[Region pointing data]
- - -
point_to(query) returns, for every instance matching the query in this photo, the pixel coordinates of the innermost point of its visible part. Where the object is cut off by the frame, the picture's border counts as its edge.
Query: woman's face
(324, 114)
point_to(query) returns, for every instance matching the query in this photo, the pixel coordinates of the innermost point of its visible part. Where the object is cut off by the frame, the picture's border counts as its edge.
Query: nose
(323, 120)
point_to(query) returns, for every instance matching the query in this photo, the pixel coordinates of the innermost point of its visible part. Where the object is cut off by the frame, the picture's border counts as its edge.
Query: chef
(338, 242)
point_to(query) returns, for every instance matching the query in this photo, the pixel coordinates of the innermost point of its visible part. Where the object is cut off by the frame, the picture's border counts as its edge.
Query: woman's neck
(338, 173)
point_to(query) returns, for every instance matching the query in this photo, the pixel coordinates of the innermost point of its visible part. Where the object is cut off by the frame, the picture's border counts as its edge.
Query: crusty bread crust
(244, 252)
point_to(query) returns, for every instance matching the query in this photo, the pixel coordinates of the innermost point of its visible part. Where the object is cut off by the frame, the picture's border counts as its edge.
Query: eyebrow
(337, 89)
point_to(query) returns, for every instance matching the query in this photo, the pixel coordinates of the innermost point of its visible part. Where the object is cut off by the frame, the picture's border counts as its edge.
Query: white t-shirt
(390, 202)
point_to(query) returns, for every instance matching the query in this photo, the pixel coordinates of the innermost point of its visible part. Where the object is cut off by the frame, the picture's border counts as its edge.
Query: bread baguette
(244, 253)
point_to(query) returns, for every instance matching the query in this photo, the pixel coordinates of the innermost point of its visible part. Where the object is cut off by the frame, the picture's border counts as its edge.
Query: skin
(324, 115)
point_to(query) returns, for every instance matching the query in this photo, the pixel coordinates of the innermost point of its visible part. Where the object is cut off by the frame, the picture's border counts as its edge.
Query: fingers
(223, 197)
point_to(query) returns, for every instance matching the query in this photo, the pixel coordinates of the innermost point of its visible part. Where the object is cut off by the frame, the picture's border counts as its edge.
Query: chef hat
- - -
Your objective:
The entries above should be set down again exactly as they appear.

Answer space:
point_to(query) returns, for every instance matching the query in this photo, the pixel coordinates of the innermost point of its visible part. Where the object is cut off by the frame, the picture's border counts as its edge.
Query: woman's face
(324, 114)
point_to(query) returns, for every instance matching the query in this photo, the pixel coordinates of the innermost point of its visible part. Where the object is cut off by the frame, the picture's border counts as its edge.
Query: nose
(323, 120)
point_to(query) returns, for every instance matching the query in this photo, the pixel coordinates of the innermost point of its visible part. Where the object is cut off by the frame, the picture's border counts as its edge.
Query: chef
(338, 242)
point_to(query) returns, for every instance matching the query in this photo, the pixel coordinates of the innermost point of its visible part. Where the object is cut off by the frame, the picture's border counts as its edge.
Query: woman's neck
(338, 173)
point_to(query) returns, for every instance matching the query in this photo, the pixel coordinates of the innermost point of its visible part. Where the object is cut off by the frame, the picture's border counts as its edge.
Query: crusty bread crust
(244, 252)
point_to(query) returns, for every instance matching the query in this photo, the pixel coordinates of the innermost point of its visible part. Where the object is cut off by the frame, the picture's border counts as its edge.
Query: eyebrow
(337, 89)
point_to(query) returns, for every instance matching the query in this photo, the pixel coordinates of the innermost point of its visible part. Where the object is cut off by the frame, the picture's border counts as its edge.
Query: white t-shirt
(390, 202)
point_to(query) returns, for every instance matching the query in this photo, the pixel coordinates of the innermost point of its visible part. Where the object is cut off by the frame, the picture's border counts as its edge.
Query: bread baguette
(244, 253)
point_to(query) returns, for every instance matching the query in this photo, the pixel coordinates of the innermost point of its visible part. Where the object is cut off by the frame, the picture's border counts as its edge.
Query: skin
(324, 115)
point_to(query) returns, for every instance matching the query in this photo, the pixel coordinates of the innermost point of its visible part. Where the object is cut off by the frame, the picture's border counts as its edge.
Query: fingers
(223, 197)
point_to(query) returns, for every instance matching the query in this photo, the pixel coordinates of the innermost point of its visible part. Where the object is cut off by the frame, the picture's border counts as its edge.
Query: chef hat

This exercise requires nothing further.